The Protein Power Lifeplan diet is a low carb diet plan that promises not just to help you lose weight, but to lower your blood pressure and cholesterol levels, and promote increased overall health.
Type - Low Carb
Are special products required - No
Is eating out possible? - Yes
Is the plan family friendly? - No
Do you have to buy a book? - Yes
Is the diet easy to maintain? - No
So how does it work?...
According to the authors, eating carbohydrates is unnecessary and replacing carbohydrates in your diet (breads, pastas, sugars, etc) with lots of lean protein is supposed to trigger a hormonal response to burn more fat and digest food better.
The low carb diet plan is said to induce ketosis (burning of fat into ketones). There is no food group restriction, but fat intake must be carefully controlled because sources of protein can be simultaneously high in fats, particularly saturated fats.
The Diet Plan...
The focus of the Protein Power Lifeplan is the restriction of carbohydrates to extremely low levels – between 30 and 55 grams per day. The rest of the diet plan is very high in protein, but work must be done on your end to ensure that the fat content is not too high. You have to do your own calculations and counts of grams of carbohydrates, proteins, and fats; which is complicated, but not undoable.
The Protein Power Lifeplan recommends eggs, lean meat, poultry, tofu, seafood, pork, and cottage cheese as good protein sources. These proteins must be evenly distributed between your three meals of the day. Low carb snacks are allowed to avoid hunger.
The diet plan also talks about the importance of exercise as well as vitamin and mineral supplements but like with the Atkins Diet plan, it is advisable to ask your doctor’s advice before beginning this low carb diet.
Is it good for you?...
The bottom line about the Protein Power Lifeplan is that it works, with some caveats. At best, you will probably be successful at losing weight but this program is quite hard to maintain in the long term, so depending on your determination results might be short lived.
There are also some other problems with this diet plan, including the risks to people with kidney disease or liver problems. Even healthy people may experience some problems due to increased loss of calcium, so supplementation is a good idea.

☆ ☆ ☆ ☆ ☆

** WORK INSTRUCTIONS **
[A] According to the Protein Power Lifeplan review, how many grams of carbohydrates per day does the plan allow?
[B] For each statement, say whether it agrees with the Protein Power Lifeplan review, quoting the words that decide it: (i) The plan requires special products. (ii) Low carb snacks are permitted. (iii) The plan is family friendly.

(Referring expression data)
☆ ☆ ☆ ☆ ☆

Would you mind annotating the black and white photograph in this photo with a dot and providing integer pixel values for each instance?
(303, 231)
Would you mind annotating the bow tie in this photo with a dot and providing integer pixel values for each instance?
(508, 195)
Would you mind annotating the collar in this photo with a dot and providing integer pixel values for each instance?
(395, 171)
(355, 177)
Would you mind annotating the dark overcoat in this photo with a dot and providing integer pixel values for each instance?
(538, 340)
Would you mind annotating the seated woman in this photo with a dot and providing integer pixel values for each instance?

☆ ☆ ☆ ☆ ☆

** EXERCISE RESPONSES **
[A] Between 30 and 55 grams per day.

[B]
(i) No: "Are special products required - No"
(ii) Yes: "Low carb snacks are allowed to avoid hunger."
(iii) No: "Is the plan family friendly? - No"